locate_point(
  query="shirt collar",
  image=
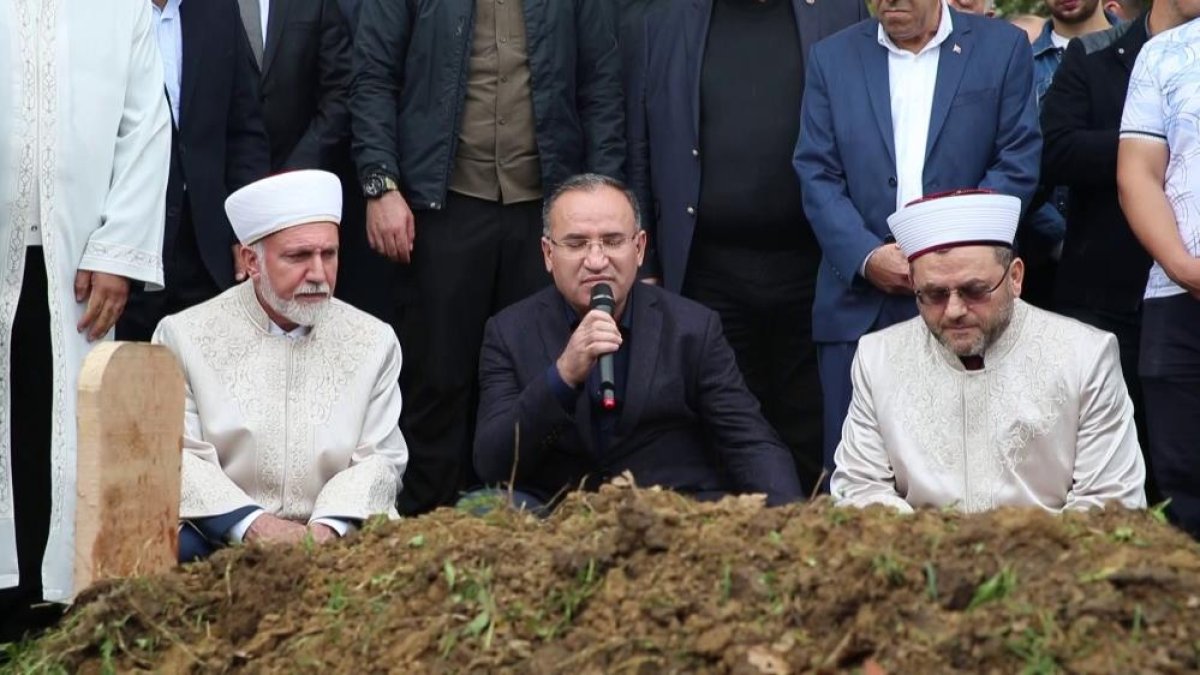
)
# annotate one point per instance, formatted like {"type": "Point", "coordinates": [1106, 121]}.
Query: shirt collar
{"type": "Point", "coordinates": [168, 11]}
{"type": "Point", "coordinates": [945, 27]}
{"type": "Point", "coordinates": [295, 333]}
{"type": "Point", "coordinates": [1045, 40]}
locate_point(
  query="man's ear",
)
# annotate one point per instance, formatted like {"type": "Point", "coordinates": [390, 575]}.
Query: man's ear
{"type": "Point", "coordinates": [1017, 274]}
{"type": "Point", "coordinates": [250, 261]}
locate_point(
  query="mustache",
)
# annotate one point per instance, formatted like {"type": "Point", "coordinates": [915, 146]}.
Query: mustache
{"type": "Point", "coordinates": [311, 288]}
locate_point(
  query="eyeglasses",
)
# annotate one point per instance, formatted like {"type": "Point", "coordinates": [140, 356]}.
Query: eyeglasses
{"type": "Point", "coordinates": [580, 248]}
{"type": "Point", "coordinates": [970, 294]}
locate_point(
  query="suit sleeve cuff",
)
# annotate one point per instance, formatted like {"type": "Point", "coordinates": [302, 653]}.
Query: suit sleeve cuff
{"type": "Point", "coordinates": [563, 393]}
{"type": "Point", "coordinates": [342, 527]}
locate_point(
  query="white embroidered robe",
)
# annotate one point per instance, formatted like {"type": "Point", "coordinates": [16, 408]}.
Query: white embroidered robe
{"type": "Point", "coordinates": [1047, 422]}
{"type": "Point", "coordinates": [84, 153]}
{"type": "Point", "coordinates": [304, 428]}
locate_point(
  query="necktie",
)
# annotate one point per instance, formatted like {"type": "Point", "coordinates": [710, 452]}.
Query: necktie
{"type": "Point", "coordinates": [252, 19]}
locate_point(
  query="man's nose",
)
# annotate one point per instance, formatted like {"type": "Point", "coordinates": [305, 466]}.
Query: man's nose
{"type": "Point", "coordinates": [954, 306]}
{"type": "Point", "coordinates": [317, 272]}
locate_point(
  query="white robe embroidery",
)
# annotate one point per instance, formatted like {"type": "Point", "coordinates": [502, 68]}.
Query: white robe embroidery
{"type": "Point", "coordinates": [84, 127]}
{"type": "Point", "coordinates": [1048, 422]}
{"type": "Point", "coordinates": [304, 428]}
...
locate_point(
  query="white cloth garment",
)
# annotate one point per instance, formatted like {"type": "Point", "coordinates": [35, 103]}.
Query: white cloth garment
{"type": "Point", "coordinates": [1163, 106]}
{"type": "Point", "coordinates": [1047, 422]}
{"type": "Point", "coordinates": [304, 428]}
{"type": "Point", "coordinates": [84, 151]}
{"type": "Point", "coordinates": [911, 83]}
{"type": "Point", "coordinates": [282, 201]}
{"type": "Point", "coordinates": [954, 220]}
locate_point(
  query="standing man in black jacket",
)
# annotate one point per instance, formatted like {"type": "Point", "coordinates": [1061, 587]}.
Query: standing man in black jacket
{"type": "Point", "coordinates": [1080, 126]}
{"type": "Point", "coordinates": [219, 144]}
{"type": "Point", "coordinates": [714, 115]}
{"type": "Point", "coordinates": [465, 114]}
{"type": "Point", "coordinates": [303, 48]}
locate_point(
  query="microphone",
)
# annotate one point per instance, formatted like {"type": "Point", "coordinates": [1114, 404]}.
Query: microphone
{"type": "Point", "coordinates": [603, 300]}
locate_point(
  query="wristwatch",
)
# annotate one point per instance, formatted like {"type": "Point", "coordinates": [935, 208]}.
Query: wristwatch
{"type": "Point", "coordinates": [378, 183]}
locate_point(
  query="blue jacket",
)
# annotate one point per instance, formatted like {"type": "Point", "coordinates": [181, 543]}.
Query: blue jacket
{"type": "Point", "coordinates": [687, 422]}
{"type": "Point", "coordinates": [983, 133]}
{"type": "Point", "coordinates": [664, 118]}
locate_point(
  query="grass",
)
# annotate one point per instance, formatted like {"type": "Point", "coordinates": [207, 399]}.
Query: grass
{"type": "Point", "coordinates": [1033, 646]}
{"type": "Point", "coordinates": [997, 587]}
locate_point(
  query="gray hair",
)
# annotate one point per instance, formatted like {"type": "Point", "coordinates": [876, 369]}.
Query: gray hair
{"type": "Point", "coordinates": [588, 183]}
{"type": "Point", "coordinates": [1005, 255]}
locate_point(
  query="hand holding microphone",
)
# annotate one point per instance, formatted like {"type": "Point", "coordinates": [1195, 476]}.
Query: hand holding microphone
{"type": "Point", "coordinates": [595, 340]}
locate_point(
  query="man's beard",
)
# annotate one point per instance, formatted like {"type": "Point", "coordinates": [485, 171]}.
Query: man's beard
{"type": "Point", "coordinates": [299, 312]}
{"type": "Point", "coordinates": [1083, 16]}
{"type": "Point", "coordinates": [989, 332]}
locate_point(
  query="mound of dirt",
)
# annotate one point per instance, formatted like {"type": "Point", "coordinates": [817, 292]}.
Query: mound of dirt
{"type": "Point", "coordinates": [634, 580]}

GIVEN INSTRUCTION:
Count the lines in the material above that contain the string "microphone" with its case matched exactly, and give only that number.

COMPLETED EXERCISE:
4